Bash remove token from text file or array (conditionally)

I want to remove the 2nd token in some lines of file DATA.TXT (34,000 lines)
Remove the second token of each line if it is not an 8-digit integer.

How can I do this in bash? (probably with bash ‘explode’ on text file) Would I better off using bash, JS, or PhP for this task, which I have to do each month? Would it be easier and faster to initially process DATA.TXT as a text file or convert to an array?

EXAMPLE:
OLD:
COURTEMANCHE,STEVEN RAYMOND 10004331 07/31/2024 PA 1603*

NEW: “RAYMOND” is removed. Good!
COURTEMANCHE,STEVEN 10004331 07/31/2024 PA 1603*

ANOTHER EX.
OLD:
RACZKA,ALAN V 10001901 12/31/2099 MA 1469*

NEW: “V” is removed. Good!
RACZKA,ALAN 10001901 12/31/2099 MA 1469*

But, some of the other tuples already have a second token as an 8-digit integer, in which case no need to process that line. Like: “CAMPBELL,ROBERT”

DATA.TXT:

RACZKA,ALAN V 10001901 12/31/2099 MA 1469*
CAMPBELL,ROBERT 10002826 12/31/2099 MA 1900*
lCOURTEMANCHE,STEVEN RAYMOND 10004331 07/31/2024 PA 1603*

Very much a novice with bash, but here’s my attempt

replace.sh

#!/usr/bin/env bash
# colours
NORMAL=$(tput sgr0 setaf 15)
PRIMARY=$(tput setaf 10 bold)
SECONDARY=$(tput setaf 5 bold)

function find_file() {
    local name=$1
    local found_file=$(find . -type f -name $name)

    if [[ -z $found_file ]]; then
        return 1
    fi
    echo "$found_file"
}


function find_and_replace() {
    local name=$1
    local file=""

    if [[ -z $name ]]; then
        printf "${PRIMARY}No filename entered${NORMAL}\n\r"
        return 1
    fi

    file=$(find_file $name)

    if [[ -z $file ]]; then
        printf "${PRIMARY}File ${SECONDARY}$name${PRIMARY} does not exist${NORMAL}\n\r"

__DIRECTIVE 1__. Rewrite the stretch of the listing from the line containing "Question: Identify the bounding box of the green" through the end of the listing as a Markdown table with the columns Row and Line. Number each line in order and leave out blank lines.
The forum thread and the listing have no connection to each other.

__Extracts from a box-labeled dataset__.
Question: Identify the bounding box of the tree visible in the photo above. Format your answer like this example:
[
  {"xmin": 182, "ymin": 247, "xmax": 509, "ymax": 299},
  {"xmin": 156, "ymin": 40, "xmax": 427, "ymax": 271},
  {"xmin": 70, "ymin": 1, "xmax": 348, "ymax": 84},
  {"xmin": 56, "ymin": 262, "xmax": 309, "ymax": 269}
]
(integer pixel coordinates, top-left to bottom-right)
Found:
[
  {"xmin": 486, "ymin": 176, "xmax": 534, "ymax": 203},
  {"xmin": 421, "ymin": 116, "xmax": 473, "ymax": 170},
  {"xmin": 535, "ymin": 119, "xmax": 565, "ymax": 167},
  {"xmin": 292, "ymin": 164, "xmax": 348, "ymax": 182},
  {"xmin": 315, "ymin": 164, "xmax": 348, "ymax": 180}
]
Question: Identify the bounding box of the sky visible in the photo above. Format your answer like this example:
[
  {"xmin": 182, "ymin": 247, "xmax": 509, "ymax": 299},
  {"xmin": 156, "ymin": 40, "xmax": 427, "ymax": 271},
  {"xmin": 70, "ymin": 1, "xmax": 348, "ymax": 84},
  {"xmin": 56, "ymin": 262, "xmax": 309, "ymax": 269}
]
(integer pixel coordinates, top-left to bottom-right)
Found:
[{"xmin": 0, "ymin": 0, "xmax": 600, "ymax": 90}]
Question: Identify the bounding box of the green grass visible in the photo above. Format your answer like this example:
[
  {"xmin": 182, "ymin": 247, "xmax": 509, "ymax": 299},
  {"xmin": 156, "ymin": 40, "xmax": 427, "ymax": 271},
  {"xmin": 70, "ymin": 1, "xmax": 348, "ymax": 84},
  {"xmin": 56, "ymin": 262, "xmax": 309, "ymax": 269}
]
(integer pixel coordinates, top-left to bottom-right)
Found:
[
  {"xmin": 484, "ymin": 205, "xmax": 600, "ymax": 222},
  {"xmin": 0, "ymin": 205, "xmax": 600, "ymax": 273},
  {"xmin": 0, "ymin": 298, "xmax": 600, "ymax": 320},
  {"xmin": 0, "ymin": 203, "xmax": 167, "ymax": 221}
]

__DIRECTIVE 2__. According to the forum thread, how many lines does the file DATA.TXT contain?

__EXERCISE OUTPUT 1__.
| Row | Line |
|---|---|
| 1 | Question: Identify the bounding box of the green grass visible in the photo above. Format your answer like this example: |
| 2 | [ |
| 3 |   {"xmin": 182, "ymin": 247, "xmax": 509, "ymax": 299}, |
| 4 |   {"xmin": 156, "ymin": 40, "xmax": 427, "ymax": 271}, |
| 5 |   {"xmin": 70, "ymin": 1, "xmax": 348, "ymax": 84}, |
| 6 |   {"xmin": 56, "ymin": 262, "xmax": 309, "ymax": 269} |
| 7 | ] |
| 8 | (integer pixel coordinates, top-left to bottom-right) |
| 9 | Found: |
| 10 | [ |
| 11 |   {"xmin": 484, "ymin": 205, "xmax": 600, "ymax": 222}, |
| 12 |   {"xmin": 0, "ymin": 205, "xmax": 600, "ymax": 273}, |
| 13 |   {"xmin": 0, "ymin": 298, "xmax": 600, "ymax": 320}, |
| 14 |   {"xmin": 0, "ymin": 203, "xmax": 167, "ymax": 221} |
| 15 | ] |

__EXERCISE OUTPUT 2__. 34,000 lines.